→ **Work to complete**: In the data below, one line contains "the frog, that" and a later one contains "of the dark". Print both, with every line between them, exactly and alone.

──────── Data listing

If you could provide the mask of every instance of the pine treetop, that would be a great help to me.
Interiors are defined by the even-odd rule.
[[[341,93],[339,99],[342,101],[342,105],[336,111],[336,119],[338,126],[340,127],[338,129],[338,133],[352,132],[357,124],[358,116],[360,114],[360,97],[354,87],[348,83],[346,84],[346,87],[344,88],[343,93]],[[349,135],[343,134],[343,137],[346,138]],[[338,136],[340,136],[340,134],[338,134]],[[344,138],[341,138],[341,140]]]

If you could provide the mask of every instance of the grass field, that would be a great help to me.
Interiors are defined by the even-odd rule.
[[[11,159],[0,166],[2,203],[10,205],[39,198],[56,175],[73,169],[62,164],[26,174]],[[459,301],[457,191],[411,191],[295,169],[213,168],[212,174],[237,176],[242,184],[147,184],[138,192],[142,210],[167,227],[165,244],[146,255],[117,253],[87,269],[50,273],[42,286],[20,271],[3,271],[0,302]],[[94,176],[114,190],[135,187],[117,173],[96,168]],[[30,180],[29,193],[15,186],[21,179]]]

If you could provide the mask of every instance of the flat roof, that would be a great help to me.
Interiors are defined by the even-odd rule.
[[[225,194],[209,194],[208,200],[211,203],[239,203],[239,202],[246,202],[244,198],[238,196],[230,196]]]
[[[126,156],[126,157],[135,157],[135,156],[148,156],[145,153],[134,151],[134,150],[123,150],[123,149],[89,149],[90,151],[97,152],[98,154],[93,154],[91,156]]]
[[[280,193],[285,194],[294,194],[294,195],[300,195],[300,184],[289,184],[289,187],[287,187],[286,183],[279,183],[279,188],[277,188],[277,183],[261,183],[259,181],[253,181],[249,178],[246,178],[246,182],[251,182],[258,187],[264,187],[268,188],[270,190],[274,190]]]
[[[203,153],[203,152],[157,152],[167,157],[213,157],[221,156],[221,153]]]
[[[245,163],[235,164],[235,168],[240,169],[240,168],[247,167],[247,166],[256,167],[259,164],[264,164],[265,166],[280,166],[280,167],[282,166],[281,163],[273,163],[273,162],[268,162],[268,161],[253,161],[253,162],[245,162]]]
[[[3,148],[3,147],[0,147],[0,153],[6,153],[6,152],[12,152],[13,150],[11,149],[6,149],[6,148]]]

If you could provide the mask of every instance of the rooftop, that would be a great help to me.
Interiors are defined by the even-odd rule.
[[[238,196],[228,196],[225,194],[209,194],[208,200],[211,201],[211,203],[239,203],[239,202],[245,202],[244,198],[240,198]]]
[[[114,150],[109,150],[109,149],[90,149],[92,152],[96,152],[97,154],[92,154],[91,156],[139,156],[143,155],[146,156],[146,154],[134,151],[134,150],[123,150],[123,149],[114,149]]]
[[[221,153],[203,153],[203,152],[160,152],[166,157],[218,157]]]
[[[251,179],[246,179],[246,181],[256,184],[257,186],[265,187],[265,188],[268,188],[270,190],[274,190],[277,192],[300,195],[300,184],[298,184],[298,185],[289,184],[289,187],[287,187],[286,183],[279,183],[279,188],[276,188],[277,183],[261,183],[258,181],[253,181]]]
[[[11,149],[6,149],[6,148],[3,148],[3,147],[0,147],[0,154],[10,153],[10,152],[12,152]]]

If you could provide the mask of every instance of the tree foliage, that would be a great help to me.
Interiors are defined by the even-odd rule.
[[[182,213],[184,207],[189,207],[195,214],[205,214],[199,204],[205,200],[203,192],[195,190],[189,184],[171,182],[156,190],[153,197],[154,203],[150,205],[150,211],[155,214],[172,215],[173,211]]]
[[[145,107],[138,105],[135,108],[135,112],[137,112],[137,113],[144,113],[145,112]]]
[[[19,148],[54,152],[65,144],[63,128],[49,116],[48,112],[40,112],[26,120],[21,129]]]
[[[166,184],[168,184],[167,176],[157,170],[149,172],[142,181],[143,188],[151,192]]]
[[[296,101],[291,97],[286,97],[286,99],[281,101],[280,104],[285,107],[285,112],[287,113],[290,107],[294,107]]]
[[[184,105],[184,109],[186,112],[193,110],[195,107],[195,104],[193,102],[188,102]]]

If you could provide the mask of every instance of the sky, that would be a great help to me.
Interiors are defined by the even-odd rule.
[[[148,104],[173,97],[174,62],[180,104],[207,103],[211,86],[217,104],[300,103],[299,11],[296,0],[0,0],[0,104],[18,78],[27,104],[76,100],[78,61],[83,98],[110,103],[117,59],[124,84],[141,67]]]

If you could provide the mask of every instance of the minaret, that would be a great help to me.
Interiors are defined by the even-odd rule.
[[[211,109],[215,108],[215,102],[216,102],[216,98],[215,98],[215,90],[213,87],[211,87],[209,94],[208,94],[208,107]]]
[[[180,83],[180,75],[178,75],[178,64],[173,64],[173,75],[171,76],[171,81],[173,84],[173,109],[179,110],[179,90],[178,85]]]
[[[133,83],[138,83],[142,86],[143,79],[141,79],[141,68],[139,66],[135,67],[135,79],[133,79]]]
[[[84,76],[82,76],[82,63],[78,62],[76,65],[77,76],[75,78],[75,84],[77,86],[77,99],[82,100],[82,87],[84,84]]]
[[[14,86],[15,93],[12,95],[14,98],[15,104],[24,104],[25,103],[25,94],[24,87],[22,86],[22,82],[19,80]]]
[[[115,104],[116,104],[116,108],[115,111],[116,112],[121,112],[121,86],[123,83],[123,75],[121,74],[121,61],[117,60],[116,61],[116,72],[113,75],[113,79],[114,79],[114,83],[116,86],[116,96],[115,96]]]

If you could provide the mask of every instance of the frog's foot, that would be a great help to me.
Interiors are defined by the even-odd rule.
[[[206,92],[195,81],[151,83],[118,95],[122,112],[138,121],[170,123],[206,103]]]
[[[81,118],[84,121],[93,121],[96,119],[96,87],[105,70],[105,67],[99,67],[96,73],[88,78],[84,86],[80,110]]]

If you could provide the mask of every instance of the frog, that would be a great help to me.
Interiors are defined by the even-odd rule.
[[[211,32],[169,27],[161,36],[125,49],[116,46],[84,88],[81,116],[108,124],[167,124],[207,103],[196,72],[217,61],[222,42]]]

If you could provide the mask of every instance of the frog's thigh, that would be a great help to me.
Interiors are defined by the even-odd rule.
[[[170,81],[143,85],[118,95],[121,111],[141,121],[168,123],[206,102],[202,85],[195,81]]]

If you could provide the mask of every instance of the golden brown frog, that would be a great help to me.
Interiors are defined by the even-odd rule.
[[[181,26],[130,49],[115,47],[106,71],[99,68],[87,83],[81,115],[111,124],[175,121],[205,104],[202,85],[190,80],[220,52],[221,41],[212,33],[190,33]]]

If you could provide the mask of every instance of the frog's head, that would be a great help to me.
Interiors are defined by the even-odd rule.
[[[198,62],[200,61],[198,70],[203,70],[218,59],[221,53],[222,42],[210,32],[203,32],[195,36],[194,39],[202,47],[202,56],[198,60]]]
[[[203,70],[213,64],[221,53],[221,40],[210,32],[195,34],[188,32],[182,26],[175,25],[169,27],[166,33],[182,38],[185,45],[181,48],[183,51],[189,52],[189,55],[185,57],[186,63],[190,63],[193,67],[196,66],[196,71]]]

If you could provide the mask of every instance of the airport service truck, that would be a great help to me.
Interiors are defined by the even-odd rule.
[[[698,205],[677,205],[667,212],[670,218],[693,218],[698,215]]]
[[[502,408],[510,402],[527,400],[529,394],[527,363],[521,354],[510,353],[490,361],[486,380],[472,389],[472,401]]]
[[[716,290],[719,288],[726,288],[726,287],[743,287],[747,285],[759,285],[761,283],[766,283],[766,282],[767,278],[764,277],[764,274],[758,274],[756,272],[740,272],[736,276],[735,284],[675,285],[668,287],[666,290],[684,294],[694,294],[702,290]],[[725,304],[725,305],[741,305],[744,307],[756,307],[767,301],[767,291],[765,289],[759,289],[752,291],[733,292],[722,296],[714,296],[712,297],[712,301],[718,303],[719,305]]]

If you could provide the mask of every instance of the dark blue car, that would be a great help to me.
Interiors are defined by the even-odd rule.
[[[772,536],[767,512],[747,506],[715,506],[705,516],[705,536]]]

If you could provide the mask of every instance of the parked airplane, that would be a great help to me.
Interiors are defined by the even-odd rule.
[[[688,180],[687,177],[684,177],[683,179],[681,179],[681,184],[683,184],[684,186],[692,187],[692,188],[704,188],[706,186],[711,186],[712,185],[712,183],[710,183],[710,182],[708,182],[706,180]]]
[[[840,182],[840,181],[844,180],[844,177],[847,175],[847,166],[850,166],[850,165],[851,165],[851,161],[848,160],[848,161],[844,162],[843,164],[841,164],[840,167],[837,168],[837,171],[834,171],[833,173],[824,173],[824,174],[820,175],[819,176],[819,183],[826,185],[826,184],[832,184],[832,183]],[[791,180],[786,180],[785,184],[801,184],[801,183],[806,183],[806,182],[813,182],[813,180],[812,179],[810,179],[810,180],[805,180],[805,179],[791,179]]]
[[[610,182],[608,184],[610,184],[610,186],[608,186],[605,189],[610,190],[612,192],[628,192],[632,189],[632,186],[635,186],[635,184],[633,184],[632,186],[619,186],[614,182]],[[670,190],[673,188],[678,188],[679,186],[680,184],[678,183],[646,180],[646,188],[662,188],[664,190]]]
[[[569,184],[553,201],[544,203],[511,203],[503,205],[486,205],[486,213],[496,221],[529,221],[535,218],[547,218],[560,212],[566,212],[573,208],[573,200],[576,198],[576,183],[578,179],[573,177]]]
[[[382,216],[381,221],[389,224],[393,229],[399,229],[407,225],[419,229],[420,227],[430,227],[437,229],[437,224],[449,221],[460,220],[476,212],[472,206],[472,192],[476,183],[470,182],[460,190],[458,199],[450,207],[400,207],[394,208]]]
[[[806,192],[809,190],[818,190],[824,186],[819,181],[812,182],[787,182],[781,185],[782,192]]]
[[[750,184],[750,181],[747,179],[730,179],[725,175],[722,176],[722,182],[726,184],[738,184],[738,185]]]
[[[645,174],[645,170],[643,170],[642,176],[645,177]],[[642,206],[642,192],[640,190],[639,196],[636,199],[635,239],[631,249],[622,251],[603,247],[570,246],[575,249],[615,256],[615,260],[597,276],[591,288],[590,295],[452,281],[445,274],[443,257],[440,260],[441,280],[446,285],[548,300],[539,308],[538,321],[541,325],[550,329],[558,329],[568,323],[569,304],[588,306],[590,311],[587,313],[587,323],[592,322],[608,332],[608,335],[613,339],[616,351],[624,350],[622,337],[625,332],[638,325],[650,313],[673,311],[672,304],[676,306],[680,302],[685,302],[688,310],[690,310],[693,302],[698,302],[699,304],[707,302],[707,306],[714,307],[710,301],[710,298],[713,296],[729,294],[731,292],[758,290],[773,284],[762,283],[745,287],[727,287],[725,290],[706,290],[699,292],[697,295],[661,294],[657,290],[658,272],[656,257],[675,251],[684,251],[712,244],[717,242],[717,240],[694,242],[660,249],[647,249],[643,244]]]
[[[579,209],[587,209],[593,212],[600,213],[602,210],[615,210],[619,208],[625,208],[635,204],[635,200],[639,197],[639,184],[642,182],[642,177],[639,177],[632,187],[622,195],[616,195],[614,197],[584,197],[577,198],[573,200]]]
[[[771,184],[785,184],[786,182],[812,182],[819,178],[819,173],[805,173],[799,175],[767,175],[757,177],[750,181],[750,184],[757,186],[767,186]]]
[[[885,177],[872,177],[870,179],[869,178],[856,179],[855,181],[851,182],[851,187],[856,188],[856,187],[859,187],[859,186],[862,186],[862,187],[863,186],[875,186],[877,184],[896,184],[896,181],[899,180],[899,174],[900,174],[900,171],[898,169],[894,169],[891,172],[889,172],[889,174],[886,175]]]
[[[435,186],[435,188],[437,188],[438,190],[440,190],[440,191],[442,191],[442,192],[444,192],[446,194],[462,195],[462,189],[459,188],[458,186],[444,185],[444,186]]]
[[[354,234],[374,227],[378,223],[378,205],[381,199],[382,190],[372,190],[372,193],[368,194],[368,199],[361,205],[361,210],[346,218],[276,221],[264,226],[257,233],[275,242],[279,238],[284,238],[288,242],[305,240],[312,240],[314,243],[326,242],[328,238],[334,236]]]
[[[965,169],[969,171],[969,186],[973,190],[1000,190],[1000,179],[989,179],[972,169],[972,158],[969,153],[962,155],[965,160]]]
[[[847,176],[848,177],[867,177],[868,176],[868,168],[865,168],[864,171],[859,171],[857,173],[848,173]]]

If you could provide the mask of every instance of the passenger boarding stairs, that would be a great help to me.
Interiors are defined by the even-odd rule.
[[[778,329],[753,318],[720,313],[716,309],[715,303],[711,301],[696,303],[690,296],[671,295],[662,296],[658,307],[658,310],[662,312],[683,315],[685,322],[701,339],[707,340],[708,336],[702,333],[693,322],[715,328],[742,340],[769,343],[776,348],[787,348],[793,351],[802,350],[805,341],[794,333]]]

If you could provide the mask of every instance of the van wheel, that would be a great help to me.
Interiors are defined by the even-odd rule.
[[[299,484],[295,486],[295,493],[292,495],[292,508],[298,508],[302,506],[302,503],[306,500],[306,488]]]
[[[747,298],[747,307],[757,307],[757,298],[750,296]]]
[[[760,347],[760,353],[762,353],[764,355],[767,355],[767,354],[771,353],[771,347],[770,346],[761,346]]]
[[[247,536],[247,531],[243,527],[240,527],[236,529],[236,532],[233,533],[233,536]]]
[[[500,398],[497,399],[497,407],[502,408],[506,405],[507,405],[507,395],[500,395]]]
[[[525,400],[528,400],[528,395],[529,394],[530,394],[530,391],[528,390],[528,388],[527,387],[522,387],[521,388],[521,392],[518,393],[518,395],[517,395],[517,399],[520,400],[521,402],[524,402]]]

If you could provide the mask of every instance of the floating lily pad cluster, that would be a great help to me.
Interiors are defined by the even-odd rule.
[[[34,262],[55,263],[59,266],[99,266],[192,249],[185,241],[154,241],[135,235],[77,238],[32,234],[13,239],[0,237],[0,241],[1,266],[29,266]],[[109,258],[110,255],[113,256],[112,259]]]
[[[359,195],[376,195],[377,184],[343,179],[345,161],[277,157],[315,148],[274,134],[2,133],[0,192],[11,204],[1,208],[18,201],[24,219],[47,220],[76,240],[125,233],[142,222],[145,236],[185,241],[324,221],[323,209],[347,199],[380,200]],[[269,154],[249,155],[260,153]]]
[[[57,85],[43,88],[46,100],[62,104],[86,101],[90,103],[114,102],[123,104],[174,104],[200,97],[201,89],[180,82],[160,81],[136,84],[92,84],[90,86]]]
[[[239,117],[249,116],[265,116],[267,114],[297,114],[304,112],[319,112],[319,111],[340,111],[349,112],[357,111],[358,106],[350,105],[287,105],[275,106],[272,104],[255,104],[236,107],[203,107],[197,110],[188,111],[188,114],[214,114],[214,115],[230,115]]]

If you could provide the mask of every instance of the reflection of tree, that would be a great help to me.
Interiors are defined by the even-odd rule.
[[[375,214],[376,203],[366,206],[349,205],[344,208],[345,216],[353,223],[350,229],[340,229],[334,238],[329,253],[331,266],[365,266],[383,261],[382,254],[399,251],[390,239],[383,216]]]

────────────────

→ **Task solution**:
If you could provide the mask of every instance of the frog, that would be a great help to me.
Interiors are defined by the even-odd rule.
[[[211,32],[169,27],[161,36],[125,49],[116,46],[84,88],[81,116],[108,124],[167,124],[207,103],[196,72],[217,61],[222,42]]]

If you could provide the mask of every instance of the frog's thigh, that would be a great help to me.
Interiors are defined by the even-odd rule.
[[[170,81],[143,85],[118,95],[121,111],[141,121],[168,123],[206,102],[202,85],[195,81]]]

If you could provide the mask of every instance of the golden brown frog, that would be a great help to me.
Interiors are defined by the even-odd rule.
[[[181,26],[130,49],[115,47],[106,71],[99,68],[87,83],[81,115],[111,124],[175,121],[205,104],[202,85],[190,80],[220,52],[221,41],[212,33],[190,33]]]

If you could provide the mask of every instance of the frog's head, that would be a great help to me.
Interiors are defined by the even-odd rule.
[[[198,62],[200,61],[198,70],[203,70],[218,59],[221,53],[222,42],[210,32],[203,32],[195,36],[194,39],[202,47],[202,56],[198,60]]]
[[[203,70],[213,64],[221,53],[221,40],[210,32],[195,34],[188,32],[182,26],[175,25],[169,27],[166,33],[182,38],[185,45],[181,48],[183,51],[189,52],[189,55],[185,57],[186,63],[190,63],[193,67],[196,66],[196,71]]]

If you could provide the mask of every instance of the airport service truck, that would be a great help to me.
Interiors are defined by the even-odd rule.
[[[698,205],[677,205],[667,212],[670,218],[693,218],[698,215]]]
[[[502,408],[510,402],[527,400],[529,394],[527,363],[521,354],[510,353],[490,361],[486,380],[472,389],[472,401]]]
[[[716,290],[719,288],[726,288],[726,287],[743,287],[747,285],[759,285],[761,283],[766,283],[766,282],[767,278],[764,277],[764,274],[758,274],[756,272],[740,272],[736,276],[735,284],[675,285],[668,287],[666,290],[684,294],[694,294],[702,290]],[[725,304],[725,305],[741,305],[744,307],[756,307],[767,301],[767,291],[765,289],[759,289],[752,291],[733,292],[722,296],[714,296],[712,297],[712,301],[718,303],[719,305]]]

If you could provide the mask of every instance of the dark blue car, that would be a great help to me.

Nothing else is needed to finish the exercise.